--- BEGIN ---
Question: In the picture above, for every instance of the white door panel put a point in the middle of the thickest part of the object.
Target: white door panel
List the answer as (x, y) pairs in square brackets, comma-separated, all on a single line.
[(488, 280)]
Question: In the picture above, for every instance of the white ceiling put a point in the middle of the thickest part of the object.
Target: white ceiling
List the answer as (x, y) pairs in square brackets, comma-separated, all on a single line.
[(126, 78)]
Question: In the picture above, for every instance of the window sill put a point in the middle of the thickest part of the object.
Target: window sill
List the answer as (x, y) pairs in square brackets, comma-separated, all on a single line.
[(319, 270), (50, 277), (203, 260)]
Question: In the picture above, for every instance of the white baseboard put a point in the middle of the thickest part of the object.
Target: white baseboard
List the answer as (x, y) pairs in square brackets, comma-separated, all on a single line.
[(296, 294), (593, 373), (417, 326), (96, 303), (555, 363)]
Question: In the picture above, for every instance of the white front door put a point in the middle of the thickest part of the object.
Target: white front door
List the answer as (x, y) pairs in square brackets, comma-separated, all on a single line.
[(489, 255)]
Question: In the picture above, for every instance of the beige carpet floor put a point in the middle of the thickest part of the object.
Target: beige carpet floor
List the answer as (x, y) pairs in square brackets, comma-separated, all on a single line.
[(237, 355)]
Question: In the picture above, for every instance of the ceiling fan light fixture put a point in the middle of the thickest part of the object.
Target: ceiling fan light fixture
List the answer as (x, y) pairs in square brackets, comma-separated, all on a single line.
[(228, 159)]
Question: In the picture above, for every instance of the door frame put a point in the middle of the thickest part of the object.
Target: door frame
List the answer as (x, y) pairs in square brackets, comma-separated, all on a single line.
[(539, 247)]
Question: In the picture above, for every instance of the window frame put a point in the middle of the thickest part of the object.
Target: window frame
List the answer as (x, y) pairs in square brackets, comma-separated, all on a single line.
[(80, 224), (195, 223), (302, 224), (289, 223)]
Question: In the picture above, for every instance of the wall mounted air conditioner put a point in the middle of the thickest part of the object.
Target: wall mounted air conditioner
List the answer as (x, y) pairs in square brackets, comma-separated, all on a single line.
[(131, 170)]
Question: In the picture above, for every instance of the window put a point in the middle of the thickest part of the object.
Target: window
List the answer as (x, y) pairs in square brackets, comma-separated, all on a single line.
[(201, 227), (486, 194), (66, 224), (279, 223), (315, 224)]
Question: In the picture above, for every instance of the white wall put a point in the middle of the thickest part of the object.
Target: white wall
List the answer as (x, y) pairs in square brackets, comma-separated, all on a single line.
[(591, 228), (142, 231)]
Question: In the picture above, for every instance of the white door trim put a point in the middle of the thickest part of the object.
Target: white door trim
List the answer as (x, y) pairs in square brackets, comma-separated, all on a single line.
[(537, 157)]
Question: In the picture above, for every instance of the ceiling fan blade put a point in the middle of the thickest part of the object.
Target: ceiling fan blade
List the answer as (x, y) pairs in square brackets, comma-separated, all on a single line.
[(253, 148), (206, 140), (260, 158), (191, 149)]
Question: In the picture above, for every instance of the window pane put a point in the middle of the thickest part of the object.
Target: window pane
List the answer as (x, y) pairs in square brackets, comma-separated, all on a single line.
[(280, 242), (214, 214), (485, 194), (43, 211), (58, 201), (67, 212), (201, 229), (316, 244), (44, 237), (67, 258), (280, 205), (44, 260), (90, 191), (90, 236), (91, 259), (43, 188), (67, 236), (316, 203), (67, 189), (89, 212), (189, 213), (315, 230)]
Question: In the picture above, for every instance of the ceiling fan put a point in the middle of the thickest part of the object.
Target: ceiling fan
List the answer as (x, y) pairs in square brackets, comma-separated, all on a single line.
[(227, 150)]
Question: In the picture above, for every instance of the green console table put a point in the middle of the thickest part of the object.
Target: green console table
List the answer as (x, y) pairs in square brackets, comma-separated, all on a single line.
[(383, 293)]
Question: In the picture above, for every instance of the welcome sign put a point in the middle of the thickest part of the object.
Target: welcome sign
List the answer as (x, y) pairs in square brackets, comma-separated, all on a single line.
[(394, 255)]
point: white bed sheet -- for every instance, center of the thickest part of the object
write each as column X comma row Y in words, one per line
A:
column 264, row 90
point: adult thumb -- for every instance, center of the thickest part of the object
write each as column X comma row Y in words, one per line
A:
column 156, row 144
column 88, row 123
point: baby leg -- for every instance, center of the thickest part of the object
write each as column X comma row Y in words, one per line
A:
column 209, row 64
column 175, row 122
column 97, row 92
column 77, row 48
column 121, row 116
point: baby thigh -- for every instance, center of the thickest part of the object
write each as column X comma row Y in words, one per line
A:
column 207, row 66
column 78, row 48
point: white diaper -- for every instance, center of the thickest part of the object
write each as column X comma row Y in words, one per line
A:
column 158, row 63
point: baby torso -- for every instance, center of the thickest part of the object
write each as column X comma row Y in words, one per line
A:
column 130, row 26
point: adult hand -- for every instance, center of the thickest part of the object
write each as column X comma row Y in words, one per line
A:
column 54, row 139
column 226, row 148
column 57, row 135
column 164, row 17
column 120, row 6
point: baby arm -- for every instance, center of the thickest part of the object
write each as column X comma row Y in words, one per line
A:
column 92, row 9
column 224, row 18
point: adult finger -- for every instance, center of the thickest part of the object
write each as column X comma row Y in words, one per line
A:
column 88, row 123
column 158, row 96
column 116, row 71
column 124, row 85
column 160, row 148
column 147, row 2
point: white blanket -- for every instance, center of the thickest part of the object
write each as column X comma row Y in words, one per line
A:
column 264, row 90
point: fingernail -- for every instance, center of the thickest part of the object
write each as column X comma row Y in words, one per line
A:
--- END ---
From the line containing "point: adult hand" to the last line of the material, please quote every line exactly and only those.

point: adult hand -- for every instance, center of the thickest part of the object
write each as column X comma row Y in words, one per line
A:
column 54, row 139
column 226, row 148
column 57, row 135
column 164, row 17
column 120, row 6
point: baby arm -- for every instance, center of the thickest part of the object
write each as column X comma row Y in words, one per line
A:
column 92, row 9
column 224, row 18
point: adult finger -- for every instance, center of the thickest part of the object
write each as column X comma row Y in words, one per line
A:
column 88, row 123
column 158, row 96
column 116, row 71
column 124, row 85
column 160, row 148
column 147, row 2
point: white blanket -- for every instance, center of the thickest part of the object
write each as column X comma row Y in words, one per line
A:
column 264, row 90
point: fingernail -- for every instance, center of the thickest part of the object
write each as column X comma row Y in words, one per line
A:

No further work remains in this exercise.